__SET PROBLEM__
Reproduce the material below in full, substituting "marker" for each occurrence of "pin" and leaving everything else unchanged.

__GIVEN DATA__
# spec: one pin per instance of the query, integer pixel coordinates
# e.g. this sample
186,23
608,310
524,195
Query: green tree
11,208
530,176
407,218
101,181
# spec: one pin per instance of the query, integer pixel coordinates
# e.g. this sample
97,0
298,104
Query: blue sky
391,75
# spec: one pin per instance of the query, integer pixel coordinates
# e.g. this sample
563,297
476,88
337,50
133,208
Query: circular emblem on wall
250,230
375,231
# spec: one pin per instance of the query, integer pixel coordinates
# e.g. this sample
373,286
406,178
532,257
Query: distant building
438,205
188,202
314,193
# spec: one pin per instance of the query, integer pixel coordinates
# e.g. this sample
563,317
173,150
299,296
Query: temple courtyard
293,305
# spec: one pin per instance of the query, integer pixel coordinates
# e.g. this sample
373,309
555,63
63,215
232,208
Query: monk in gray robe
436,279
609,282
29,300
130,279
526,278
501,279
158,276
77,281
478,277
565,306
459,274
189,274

__FINISHED EXERCISE__
# spec: one marker per instance of the query, integer pixel coordinates
# e.g. this sample
186,23
608,310
524,195
Query: green tree
11,208
530,176
407,218
101,181
# spec: one marker per instance of the query, integer pixel coordinates
# e.g. this sample
97,0
298,104
Query: blue sky
391,75
# spec: one marker per instance of the query, integer pixel coordinates
# e.g. this sample
563,297
476,88
337,50
133,208
Query: circular emblem on wall
250,230
375,231
# spec: one marker per instance of the query, integer pixel coordinates
# e.g. this sample
373,286
406,178
532,257
Query: distant building
438,205
188,202
314,193
# spec: one marker per instance of the query, integer pixel coordinates
# e.g. this sample
563,317
173,150
299,296
Query: temple courtyard
293,305
# spec: one marker per instance of the query, integer pixel coordinates
# e.g. this sample
373,309
555,63
63,215
232,208
Query: monk in gray robe
436,279
609,282
29,300
130,279
526,278
501,279
158,276
77,281
478,277
565,306
459,274
189,274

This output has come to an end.